:: Required task ::
Output the entries below exactly as written, omitting pictures.

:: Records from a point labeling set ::
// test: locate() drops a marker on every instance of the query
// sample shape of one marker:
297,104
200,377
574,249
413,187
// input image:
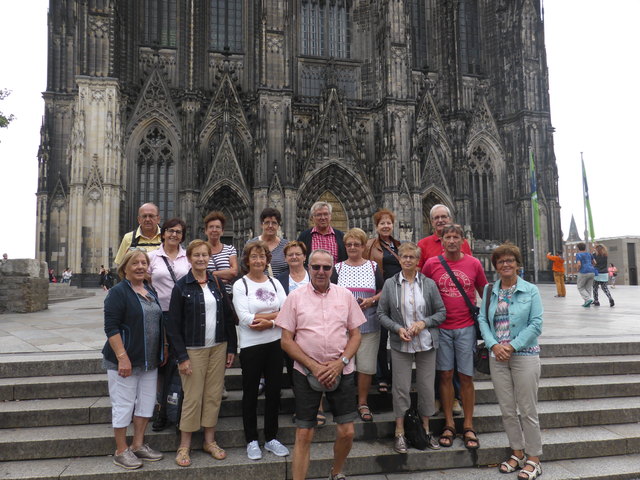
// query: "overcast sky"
594,109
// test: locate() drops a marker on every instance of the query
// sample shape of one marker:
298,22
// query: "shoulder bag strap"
173,275
488,289
455,280
384,244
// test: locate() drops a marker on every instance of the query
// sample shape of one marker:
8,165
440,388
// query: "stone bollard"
24,285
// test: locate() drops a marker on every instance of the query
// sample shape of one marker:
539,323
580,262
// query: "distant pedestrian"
602,277
586,273
613,274
103,273
558,273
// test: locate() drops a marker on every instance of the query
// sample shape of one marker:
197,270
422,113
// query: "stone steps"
74,431
95,384
366,458
64,292
55,421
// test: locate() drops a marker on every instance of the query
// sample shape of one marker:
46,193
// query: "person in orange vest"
558,273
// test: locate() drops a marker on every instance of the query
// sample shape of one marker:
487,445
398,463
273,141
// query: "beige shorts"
367,354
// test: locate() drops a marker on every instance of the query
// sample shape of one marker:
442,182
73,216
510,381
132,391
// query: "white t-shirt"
258,297
211,310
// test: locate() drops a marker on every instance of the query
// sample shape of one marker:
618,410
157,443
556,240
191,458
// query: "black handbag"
413,430
481,357
475,311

:: Written response ::
// test: locate() drops a marker on every instance of the query
// sample shape of one marker:
297,104
200,377
574,249
413,187
// input image:
// query: "overcast sky"
594,109
// test: locate() drops a marker on every instance of the query
// sample shape of one marker:
298,22
// query: "shoulder bag strap"
173,275
488,289
455,280
384,244
// test: locate() drops a marker on every instance of the query
// sample shape of one marker:
8,165
440,388
// query: "stone bollard"
24,285
// test: locate() drops a marker on every instance of the query
// sample shape of one marker:
539,323
580,262
// query: "distant pedestrian"
602,277
586,273
613,274
103,273
558,273
// test: locate() drops a marker on every instance of the query
// sample shape of one marker:
197,270
422,113
// query: "stone steps"
74,431
95,384
366,458
64,292
55,421
// test: locate() drops a marker on every instance of the query
// sample shape of one marker:
46,193
// query: "person in orange vest"
558,273
// test: locate() drops a marker on every instance of the query
// sample shape of one marker:
487,445
398,463
273,141
// query: "beige shorts"
367,354
// test: locate() drops a marker on every instance of the query
// sample shape of one marker:
442,182
73,216
510,381
132,391
// query: "white t-shirt"
258,297
211,310
// test: locate() drops a marker on every instance of the query
// sample shape of one marker:
618,410
157,443
556,240
191,458
// query: "black handbag"
413,430
481,357
475,311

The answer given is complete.